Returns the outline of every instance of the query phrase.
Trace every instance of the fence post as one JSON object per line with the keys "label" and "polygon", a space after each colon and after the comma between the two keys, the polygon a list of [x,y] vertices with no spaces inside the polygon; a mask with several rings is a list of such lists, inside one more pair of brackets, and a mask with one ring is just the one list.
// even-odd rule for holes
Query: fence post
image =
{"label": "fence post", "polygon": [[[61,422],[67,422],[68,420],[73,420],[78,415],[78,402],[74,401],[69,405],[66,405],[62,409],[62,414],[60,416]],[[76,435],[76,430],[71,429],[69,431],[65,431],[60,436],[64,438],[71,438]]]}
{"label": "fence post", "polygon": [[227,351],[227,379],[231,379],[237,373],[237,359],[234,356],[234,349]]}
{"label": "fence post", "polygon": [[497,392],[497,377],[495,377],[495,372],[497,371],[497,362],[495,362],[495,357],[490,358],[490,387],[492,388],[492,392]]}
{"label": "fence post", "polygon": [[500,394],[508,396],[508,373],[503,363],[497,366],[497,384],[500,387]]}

▬▬▬▬▬▬▬▬▬▬

## EXERCISE BRIEF
Could you copy out every line in the listing where the word "instance" appears?

## EXPECTED ANSWER
Returns the outline of every instance of the query phrase.
Trace every instance of the fence post as one JSON object per line with the keys "label" and "polygon", a space after each colon and after the comma between the two keys, the polygon a list of [x,y] vertices with no spaces inside the polygon; a mask with several rings is a list of such lists, inside one more pair of brackets, and a mask with one ring is just the one list.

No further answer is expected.